-- Opening Marker --

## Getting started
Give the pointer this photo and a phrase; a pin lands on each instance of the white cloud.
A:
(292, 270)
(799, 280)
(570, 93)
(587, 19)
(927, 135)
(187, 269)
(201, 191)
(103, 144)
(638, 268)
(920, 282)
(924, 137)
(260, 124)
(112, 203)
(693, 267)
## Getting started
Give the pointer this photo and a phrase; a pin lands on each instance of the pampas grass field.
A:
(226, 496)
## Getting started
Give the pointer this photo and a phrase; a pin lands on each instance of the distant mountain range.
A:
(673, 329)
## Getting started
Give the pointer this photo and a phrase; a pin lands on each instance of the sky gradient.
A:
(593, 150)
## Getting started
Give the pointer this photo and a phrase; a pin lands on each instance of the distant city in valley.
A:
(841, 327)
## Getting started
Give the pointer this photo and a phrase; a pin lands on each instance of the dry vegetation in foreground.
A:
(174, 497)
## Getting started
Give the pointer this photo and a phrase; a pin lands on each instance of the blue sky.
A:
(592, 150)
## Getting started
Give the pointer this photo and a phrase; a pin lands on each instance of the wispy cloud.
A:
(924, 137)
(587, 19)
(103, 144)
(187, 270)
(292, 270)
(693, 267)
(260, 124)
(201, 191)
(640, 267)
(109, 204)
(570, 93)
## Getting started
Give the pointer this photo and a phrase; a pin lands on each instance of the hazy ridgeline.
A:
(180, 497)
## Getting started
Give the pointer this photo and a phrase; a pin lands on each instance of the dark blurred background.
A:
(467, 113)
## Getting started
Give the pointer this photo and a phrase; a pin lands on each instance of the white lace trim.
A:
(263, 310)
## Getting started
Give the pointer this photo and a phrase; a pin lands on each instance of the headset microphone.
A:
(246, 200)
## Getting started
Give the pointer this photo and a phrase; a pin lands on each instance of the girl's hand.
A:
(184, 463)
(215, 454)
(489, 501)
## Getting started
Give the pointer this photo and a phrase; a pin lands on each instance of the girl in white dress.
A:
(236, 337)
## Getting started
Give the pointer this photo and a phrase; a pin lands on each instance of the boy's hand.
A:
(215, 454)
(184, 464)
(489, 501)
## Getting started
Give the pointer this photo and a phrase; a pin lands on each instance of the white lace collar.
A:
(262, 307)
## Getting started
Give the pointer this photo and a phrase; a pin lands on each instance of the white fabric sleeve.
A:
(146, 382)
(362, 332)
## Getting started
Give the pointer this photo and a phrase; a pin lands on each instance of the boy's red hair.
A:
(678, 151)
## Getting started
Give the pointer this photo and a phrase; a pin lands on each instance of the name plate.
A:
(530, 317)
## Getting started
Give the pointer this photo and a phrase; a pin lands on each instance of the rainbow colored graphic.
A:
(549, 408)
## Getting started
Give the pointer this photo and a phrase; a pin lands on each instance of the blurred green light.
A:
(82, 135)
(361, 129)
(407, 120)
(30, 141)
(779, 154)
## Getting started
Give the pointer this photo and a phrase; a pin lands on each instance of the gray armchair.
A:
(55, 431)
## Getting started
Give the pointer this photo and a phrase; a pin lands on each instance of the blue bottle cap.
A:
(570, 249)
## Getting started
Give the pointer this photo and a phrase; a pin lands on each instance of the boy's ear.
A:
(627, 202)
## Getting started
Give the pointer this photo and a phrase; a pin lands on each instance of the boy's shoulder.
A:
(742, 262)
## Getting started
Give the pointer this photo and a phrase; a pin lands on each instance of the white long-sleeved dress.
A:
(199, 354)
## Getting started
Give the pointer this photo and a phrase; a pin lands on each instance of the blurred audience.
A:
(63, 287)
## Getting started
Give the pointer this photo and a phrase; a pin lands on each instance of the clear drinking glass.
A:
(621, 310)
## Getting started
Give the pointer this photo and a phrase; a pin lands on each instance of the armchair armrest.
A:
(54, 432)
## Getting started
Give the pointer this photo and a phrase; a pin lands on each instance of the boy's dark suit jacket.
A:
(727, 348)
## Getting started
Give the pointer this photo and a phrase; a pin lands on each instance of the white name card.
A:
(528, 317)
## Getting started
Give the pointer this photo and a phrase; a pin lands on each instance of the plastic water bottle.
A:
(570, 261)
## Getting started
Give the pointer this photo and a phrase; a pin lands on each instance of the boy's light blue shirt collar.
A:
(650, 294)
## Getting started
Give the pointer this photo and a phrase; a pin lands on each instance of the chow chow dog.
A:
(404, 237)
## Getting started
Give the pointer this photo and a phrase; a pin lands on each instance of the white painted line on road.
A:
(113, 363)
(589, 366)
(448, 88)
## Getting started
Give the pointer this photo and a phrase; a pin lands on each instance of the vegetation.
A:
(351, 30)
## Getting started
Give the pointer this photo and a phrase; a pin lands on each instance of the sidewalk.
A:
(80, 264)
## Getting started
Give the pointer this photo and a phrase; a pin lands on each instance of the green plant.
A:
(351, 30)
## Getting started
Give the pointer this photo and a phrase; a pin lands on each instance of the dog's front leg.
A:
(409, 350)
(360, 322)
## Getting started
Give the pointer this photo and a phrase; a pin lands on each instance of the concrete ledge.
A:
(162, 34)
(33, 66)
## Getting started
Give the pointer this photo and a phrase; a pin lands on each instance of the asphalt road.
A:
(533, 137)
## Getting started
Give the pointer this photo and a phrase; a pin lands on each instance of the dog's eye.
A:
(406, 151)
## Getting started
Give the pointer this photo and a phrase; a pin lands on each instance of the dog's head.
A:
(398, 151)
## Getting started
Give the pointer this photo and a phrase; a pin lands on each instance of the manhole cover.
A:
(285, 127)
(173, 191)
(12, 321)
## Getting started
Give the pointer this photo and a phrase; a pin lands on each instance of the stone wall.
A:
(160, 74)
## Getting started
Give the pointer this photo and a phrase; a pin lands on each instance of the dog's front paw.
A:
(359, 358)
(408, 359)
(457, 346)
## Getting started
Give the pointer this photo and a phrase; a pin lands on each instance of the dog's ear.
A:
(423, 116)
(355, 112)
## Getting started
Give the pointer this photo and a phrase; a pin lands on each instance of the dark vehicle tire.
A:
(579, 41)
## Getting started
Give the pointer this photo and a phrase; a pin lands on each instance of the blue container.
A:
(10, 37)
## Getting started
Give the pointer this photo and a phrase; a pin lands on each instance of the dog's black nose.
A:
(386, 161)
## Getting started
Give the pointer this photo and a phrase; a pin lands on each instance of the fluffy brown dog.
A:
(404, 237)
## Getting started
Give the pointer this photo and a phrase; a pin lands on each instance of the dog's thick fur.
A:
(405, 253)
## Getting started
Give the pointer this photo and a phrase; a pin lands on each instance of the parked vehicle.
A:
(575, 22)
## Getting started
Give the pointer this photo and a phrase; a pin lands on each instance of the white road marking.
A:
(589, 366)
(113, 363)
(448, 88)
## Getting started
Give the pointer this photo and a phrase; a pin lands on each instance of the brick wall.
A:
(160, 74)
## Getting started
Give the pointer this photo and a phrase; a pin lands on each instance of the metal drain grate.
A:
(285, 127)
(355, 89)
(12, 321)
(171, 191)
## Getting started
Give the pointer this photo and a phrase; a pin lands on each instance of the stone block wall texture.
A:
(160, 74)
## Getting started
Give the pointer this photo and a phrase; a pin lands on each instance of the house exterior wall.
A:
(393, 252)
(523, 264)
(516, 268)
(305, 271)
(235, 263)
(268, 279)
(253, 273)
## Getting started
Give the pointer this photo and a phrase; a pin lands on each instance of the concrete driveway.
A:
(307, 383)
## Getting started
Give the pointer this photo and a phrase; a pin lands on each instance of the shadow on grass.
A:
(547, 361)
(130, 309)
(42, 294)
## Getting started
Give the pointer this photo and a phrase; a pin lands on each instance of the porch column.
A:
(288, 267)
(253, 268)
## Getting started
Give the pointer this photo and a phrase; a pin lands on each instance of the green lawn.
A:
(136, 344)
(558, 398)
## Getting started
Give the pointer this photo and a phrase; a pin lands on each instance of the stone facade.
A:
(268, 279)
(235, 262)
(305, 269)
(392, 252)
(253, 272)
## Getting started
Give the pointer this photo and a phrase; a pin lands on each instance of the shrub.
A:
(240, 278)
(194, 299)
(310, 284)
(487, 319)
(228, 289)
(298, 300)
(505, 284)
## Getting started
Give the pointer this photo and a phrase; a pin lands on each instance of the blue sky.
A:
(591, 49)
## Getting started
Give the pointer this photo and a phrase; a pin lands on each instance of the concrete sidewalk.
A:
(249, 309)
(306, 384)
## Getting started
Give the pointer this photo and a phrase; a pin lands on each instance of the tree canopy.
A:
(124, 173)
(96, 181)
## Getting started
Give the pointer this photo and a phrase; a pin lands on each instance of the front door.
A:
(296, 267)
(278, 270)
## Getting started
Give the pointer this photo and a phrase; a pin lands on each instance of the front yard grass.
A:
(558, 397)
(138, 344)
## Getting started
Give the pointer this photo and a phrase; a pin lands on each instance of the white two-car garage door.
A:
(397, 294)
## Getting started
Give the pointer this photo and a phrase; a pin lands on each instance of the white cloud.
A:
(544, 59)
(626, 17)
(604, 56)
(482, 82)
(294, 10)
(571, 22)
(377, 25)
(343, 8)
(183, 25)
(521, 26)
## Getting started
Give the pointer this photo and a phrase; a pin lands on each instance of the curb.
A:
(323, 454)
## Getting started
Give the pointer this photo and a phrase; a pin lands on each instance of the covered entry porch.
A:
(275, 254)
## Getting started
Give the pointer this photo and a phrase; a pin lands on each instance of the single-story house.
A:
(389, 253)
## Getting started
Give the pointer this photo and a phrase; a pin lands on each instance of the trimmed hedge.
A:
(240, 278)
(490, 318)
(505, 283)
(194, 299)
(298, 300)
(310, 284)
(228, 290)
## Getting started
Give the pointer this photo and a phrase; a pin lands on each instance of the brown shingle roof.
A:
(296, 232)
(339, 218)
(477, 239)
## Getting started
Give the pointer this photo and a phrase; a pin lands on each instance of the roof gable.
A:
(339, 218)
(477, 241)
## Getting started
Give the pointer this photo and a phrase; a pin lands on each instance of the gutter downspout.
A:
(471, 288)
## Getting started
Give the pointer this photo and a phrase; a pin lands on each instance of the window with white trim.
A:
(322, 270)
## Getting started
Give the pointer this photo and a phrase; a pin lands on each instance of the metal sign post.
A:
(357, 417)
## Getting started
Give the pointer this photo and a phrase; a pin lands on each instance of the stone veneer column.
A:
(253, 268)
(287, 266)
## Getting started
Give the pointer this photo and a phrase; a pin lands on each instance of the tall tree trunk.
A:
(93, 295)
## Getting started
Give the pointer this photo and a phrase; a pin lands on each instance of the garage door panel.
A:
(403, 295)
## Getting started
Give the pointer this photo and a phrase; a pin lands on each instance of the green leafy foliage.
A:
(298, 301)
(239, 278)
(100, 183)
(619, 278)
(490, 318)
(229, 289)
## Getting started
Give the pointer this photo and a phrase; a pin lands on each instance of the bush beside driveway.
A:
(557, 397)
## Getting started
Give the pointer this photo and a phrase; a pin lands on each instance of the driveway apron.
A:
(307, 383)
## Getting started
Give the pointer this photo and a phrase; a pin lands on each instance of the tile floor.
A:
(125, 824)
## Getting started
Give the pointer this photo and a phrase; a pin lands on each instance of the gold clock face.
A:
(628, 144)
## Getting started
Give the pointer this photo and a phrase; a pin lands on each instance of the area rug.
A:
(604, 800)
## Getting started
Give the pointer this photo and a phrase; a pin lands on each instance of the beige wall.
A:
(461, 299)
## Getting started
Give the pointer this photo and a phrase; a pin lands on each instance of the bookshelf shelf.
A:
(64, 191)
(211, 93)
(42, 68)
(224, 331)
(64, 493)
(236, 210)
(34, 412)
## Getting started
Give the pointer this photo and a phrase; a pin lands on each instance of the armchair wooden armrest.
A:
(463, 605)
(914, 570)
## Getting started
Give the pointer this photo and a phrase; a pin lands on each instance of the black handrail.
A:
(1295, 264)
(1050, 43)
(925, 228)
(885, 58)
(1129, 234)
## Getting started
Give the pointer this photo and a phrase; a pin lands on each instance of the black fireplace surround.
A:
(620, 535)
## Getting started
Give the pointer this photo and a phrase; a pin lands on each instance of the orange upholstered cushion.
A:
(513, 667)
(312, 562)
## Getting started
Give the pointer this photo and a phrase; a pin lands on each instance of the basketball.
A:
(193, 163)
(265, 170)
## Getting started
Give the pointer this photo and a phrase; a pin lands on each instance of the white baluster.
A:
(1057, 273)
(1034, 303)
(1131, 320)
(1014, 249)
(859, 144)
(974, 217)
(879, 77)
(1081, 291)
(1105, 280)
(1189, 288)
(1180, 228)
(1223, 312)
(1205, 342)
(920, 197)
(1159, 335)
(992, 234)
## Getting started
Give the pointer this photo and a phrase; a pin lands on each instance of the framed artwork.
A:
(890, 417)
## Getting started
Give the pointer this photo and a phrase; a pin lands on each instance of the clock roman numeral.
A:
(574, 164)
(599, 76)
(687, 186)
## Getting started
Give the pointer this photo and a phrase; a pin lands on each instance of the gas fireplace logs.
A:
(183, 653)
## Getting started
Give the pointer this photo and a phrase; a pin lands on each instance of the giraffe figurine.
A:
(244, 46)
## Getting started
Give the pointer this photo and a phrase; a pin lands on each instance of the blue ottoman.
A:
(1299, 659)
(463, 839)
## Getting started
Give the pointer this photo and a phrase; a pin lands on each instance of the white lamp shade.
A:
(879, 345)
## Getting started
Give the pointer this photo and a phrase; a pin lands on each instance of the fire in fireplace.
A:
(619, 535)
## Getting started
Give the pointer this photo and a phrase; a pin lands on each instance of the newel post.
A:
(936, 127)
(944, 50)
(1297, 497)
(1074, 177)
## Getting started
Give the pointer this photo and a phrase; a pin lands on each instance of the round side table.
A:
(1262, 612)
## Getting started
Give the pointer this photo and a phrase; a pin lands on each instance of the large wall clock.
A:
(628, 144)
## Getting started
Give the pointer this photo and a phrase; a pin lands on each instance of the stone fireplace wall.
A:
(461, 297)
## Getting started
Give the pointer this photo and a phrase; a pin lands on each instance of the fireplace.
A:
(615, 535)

-- Closing Marker --

Exercise description - Looking at the material above, work out how many lines have the word "stone" in them. Answer with that number alone.

Task answer - 5